(Artigo):

↓↓↓

GEODIVERSIDADE, CRITÉRIOS DE VALORIZAÇÃO. AMEAÇAS À GEODIVERSIDADE.
“Não estarão o mundo biótico e abiótico inexoravelmente interligados?”
Brilha (s.d 1)
“Assim como uma árvore guarda a memória do seu crescimento e da sua vida no
seu tronco, também a Terra conserva a memória do seu passado, registada em
profundidade ou à superfície, nas rochas, nos fósseis e nas paisagens, registo
esse que pode ser lido e traduzido.”
6º Princípio da Declaração de Digne – Declaração Internacional sobre os Direitos
da Memória da Terra, 1991
“os Homo sapiens sapiens causam, actualmente, uma enorme pressão nos
sistemas de suporte de vida do planeta”
Brilha (s.d 2)
Iniciamos neste espaço a temática geodiversidade, e desde já parece-me premente dar a conhecer que a
importância da geodiversidade (do grego gê, terra + do latim diversitate,
diversidade) não é menor que a
importância da biodiversidade (que analisámos anteriormente), e em 2001 Mick
Stanley afirmava que a “biodiversidade faz parte da geodiversidade”.
A biodiversidade está assente
sobre a geodiversidade, e nesse sentido, “é dependente direta desta, pois as rochas, quando
intemperizadas, juntamente com o relevo e clima, contribuem para a formação dos
solos, disponibilizando, assim, nutrientes e micronutrientes, os quais são
absorvidos pelas plantas, sustentando e desenvolvendo a vida no planeta Terra”.
(Silva, 2008)
Geodiversidade e biodiversidade
dependem uma da outra e interagem mutuamente, procurando o planeta nesse
balanço, um equilíbrio. Se objetivarmos a importância da geodiversidade para o
Homem, facilmente se conclui que este esteve sempre dependente dela, sendo
mesmo determinante para evolução da civilização humana (Pereira et al., 2008).

↑↑↑

(Dados fornecidos):

↓↓↓

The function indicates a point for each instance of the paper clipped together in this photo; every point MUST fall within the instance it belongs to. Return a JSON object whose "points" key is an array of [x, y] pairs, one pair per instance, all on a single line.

↑↑↑

(Tarefas):
• 1. Segundo a citação da Declaração de Digne no artigo sobre geodiversidade, em que elementos fica registada a memória do passado da Terra? Indique todos.
• 2. Transcreva do artigo sobre geodiversidade o trecho que começa em "Iniciamos neste espaço" e segue até "(Silva, 2008)", inclusive.

(Resoluções):
• 1. Nas rochas, nos fósseis e nas paisagens.

• 2.
Iniciamos neste espaço a temática geodiversidade, e desde já parece-me premente dar a conhecer que a
importância da geodiversidade (do grego gê, terra + do latim diversitate,
diversidade) não é menor que a
importância da biodiversidade (que analisámos anteriormente), e em 2001 Mick
Stanley afirmava que a “biodiversidade faz parte da geodiversidade”.
A biodiversidade está assente
sobre a geodiversidade, e nesse sentido, “é dependente direta desta, pois as rochas, quando
intemperizadas, juntamente com o relevo e clima, contribuem para a formação dos
solos, disponibilizando, assim, nutrientes e micronutrientes, os quais são
absorvidos pelas plantas, sustentando e desenvolvendo a vida no planeta Terra”.
(Silva, 2008)